[Raw records]
#####

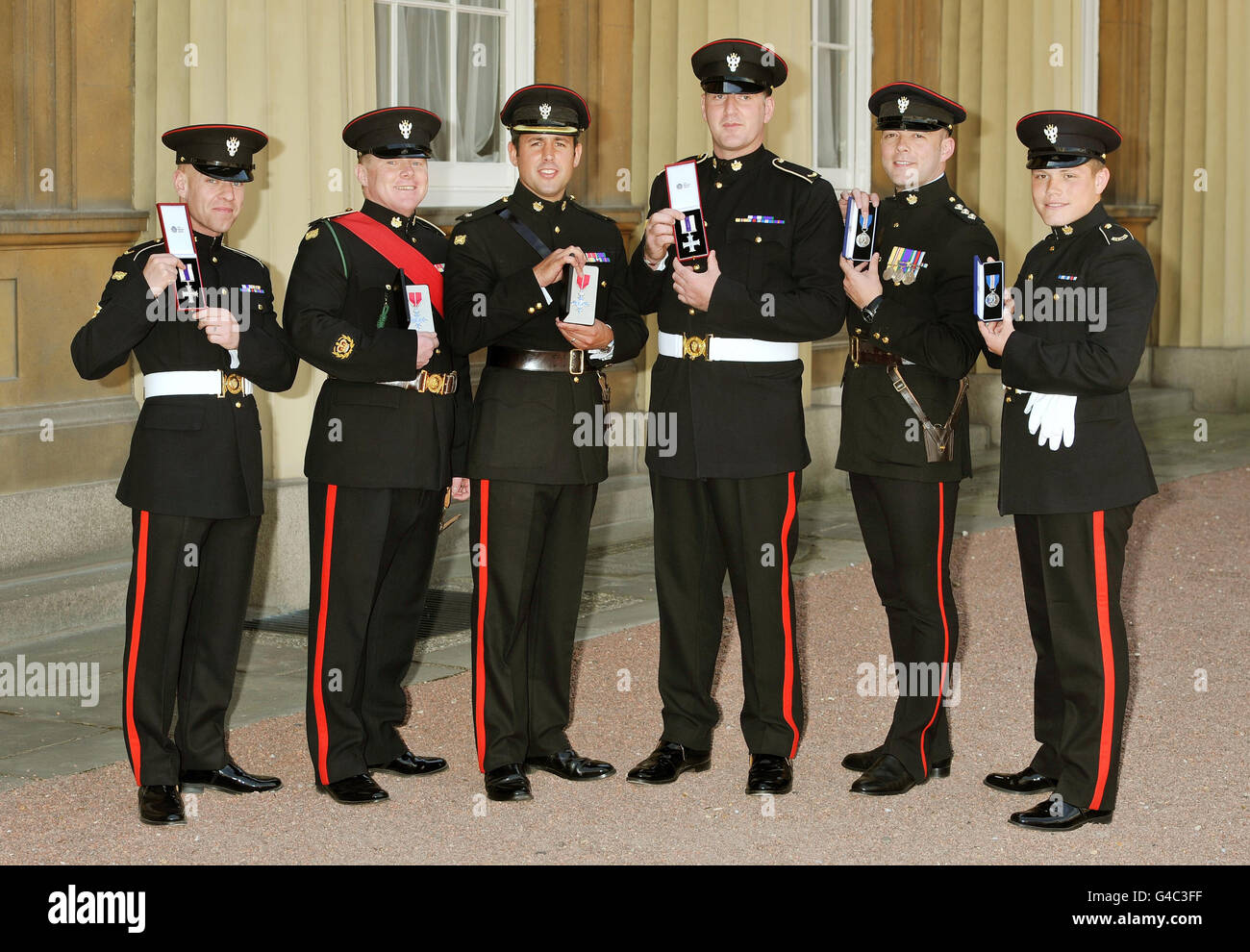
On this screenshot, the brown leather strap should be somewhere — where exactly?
[487,345,590,373]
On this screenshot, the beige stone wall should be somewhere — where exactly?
[134,0,376,480]
[1147,0,1250,349]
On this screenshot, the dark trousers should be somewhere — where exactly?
[1015,504,1137,810]
[469,480,599,772]
[307,481,442,784]
[121,510,260,786]
[651,472,804,757]
[850,472,959,780]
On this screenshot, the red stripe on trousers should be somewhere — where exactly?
[472,480,490,773]
[312,486,338,784]
[920,482,950,777]
[1090,510,1115,810]
[782,472,799,757]
[126,510,147,786]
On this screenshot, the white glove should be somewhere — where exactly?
[1024,392,1076,451]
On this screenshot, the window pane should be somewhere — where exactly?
[457,13,507,163]
[816,0,850,43]
[816,50,850,168]
[397,6,451,160]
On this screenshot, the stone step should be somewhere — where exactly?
[0,548,130,647]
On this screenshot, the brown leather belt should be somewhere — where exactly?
[850,335,903,367]
[487,346,587,376]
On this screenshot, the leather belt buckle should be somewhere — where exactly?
[682,331,712,360]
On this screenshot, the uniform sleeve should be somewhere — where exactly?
[703,179,846,341]
[629,172,672,313]
[232,261,300,393]
[604,226,646,363]
[1003,244,1158,397]
[444,222,546,354]
[70,255,153,380]
[846,222,999,380]
[283,221,417,384]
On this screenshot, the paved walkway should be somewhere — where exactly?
[0,413,1250,862]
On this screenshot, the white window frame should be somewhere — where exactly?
[374,0,534,209]
[812,0,872,189]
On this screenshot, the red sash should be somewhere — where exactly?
[330,212,442,314]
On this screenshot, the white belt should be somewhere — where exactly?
[144,370,251,397]
[660,331,799,363]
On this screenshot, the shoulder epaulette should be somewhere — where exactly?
[1097,221,1137,245]
[457,195,508,221]
[412,214,446,238]
[772,159,820,185]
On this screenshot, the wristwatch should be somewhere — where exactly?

#####

• **Exercise directions**
Rescale the stretch from the start of the data through the line containing "[126,510,147,786]" by multiplying every bounding-box coordinate by 2.2 and rounding to whole numbers, halves up. Keep the requests unchanged, and leave the pictures out.

• **Output of the task**
On this screenshot, the brown leather strap should be somewhere — where exactly?
[1071,759,1298,821]
On this screenshot, the beige stone wall should be somewhere — where exactly?
[295,0,827,1056]
[2523,0,2750,768]
On this screenshot, the dark trousers should be somewhere — where exactly?
[2233,1109,2501,1782]
[1032,1056,1318,1698]
[675,1058,972,1725]
[266,1122,572,1729]
[1432,1038,1769,1665]
[1870,1038,2110,1716]
On this screenshot, the red stripe on trousers should be somewhere — where exactly?
[1038,1056,1078,1701]
[686,1069,744,1725]
[2024,1060,2090,1709]
[2398,1122,2453,1782]
[1720,1038,1758,1665]
[277,1122,323,1729]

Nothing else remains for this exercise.